■ TASK STATEMENT
Rewrite the lines from the one containing "the white sandy" through the last line, requests included. Scale every box coordinate in the answers by 0.6 and round to whole numbers, with halves going up.

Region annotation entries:
####################
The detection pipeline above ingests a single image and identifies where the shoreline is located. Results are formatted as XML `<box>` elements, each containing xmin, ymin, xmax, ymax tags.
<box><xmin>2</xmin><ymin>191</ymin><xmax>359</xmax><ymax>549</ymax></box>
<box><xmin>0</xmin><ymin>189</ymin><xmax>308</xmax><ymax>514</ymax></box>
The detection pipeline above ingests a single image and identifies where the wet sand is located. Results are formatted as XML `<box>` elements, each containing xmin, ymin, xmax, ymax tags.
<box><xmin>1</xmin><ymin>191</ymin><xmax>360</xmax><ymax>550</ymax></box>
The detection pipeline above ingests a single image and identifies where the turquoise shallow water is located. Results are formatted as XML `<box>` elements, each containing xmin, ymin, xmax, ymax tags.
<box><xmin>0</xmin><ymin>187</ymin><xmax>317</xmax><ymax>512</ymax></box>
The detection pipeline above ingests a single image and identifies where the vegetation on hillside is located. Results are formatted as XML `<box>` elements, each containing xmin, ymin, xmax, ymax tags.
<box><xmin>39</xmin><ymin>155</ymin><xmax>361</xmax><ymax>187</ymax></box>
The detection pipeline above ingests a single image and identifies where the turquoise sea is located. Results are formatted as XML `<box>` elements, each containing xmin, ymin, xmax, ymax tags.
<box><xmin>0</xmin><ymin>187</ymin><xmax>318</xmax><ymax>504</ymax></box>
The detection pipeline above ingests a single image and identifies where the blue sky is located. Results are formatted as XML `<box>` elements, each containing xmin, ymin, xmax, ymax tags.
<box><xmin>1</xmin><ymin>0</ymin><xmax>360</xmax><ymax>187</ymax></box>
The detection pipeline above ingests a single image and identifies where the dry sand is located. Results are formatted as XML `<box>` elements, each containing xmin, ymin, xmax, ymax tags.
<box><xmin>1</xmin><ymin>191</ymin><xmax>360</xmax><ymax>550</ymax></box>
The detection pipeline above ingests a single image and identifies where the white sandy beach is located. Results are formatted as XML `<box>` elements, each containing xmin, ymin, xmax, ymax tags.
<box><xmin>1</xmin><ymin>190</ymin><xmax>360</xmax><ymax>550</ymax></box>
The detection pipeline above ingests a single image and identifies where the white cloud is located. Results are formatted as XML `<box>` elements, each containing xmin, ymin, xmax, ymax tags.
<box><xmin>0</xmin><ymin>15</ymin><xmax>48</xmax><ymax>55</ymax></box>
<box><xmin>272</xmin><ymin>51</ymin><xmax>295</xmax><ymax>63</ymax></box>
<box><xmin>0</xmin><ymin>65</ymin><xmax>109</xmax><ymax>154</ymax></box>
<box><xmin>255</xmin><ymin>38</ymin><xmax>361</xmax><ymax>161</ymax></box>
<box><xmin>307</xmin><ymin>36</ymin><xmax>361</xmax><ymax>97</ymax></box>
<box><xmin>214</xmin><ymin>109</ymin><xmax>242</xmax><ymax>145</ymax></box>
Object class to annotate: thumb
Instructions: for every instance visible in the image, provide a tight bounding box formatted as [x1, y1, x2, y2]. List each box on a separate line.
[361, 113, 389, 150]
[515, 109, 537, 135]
####################
■ THE ANSWER
The detection pipeline above ingests a single image and identifies where the white sandy beach is located. Results are formatted as XML `<box>` elements, each containing xmin, ymin, xmax, ymax tags.
<box><xmin>1</xmin><ymin>114</ymin><xmax>216</xmax><ymax>330</ymax></box>
The detection pipeline above ingests a single image and identifies where the white cloud is located. Results are formatted as XML `<box>` elements, each containing xmin, ymin, xmax, ymax tags.
<box><xmin>0</xmin><ymin>9</ymin><xmax>29</xmax><ymax>33</ymax></box>
<box><xmin>163</xmin><ymin>31</ymin><xmax>177</xmax><ymax>38</ymax></box>
<box><xmin>0</xmin><ymin>39</ymin><xmax>65</xmax><ymax>92</ymax></box>
<box><xmin>153</xmin><ymin>23</ymin><xmax>217</xmax><ymax>97</ymax></box>
<box><xmin>184</xmin><ymin>22</ymin><xmax>217</xmax><ymax>58</ymax></box>
<box><xmin>128</xmin><ymin>65</ymin><xmax>145</xmax><ymax>87</ymax></box>
Object class to annotate: thumb
Instructions: for every instance visible in the image, provide a tight bounding box formatted as [x1, y1, x2, y2]. List each box on a separate line.
[217, 68, 233, 90]
[309, 65, 322, 81]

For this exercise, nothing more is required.